■ What you will do ■
Reproduce the records word for word, starting at their first line and ending with the line containing "[[59, 190]]", both included. Copy nothing past that line.

───── Provided data ─────

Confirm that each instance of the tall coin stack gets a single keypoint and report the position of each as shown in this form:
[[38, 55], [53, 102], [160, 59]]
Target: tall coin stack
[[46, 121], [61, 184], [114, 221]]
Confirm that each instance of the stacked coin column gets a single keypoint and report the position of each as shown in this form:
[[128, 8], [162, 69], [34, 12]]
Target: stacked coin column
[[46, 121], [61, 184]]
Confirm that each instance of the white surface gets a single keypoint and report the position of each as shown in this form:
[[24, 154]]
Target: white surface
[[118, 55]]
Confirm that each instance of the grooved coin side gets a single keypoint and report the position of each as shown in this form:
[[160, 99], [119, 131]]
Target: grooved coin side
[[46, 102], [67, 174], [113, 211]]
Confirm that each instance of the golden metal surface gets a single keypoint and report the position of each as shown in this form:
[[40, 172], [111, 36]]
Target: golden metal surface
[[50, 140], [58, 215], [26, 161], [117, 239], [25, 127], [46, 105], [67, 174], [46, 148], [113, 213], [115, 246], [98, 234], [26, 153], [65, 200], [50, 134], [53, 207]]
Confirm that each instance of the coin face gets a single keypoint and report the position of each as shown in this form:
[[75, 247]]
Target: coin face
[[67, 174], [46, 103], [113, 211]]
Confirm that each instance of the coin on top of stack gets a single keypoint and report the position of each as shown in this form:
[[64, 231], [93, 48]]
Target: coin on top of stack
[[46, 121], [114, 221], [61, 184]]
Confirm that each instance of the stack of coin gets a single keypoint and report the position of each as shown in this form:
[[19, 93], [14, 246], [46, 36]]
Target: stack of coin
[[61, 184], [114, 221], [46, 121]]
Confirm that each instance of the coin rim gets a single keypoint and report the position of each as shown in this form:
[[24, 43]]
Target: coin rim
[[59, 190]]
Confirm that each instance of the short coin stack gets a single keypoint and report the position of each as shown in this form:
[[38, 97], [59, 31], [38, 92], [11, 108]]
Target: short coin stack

─────

■ Response to this exercise ■
Confirm that each instance of the tall coin stack gets a single keypoint and report the position of each as shown in this form:
[[38, 55], [53, 102], [160, 59]]
Target: tall coin stack
[[46, 121], [61, 184], [114, 221]]
Confirm that each instance of the stacked coin column gets a single keypoint and report the position of each as shown in this form:
[[128, 8], [162, 69], [34, 12]]
Target: stacked coin column
[[46, 121], [61, 184]]
Confirm that each instance of the white surface gets a single keypoint and report the position of each as shown in this form:
[[24, 154]]
Target: white surface
[[118, 55]]
Confirm that each instance of the grooved coin side gets a single keypoint and report the position of each as shown in this form:
[[160, 99], [119, 131]]
Target: grooved coin side
[[46, 102], [67, 174], [113, 211]]
Confirm that each instance of the golden metal surface gets a single keypoint and report the position of each as shown in this form:
[[40, 172], [111, 36]]
Target: golden metal surface
[[50, 140], [58, 215], [26, 161], [117, 239], [25, 127], [46, 105], [67, 174], [46, 148], [113, 213], [115, 246], [98, 234], [26, 153], [65, 200], [50, 134], [53, 207]]
Confirm that each instance of the coin face gets a single keypoint and report the position of each as shown in this form:
[[75, 247]]
Target: coin face
[[67, 174], [46, 103], [113, 211]]
Confirm that each instance of the coin on top of stack gets a single keypoint and report the position of each as shown in this form:
[[64, 231], [93, 48]]
Target: coin on top of stack
[[46, 121], [114, 221], [61, 184]]
Confirm that each instance of the stack of coin gets a single keypoint and report the position of each as shown in this form:
[[19, 93], [14, 246], [46, 36]]
Target: stack of coin
[[61, 184], [114, 221], [46, 121]]
Confirm that each instance of the coin rim gets a single keypoint and report the position of each as shown in this form:
[[24, 43]]
Target: coin rim
[[59, 190]]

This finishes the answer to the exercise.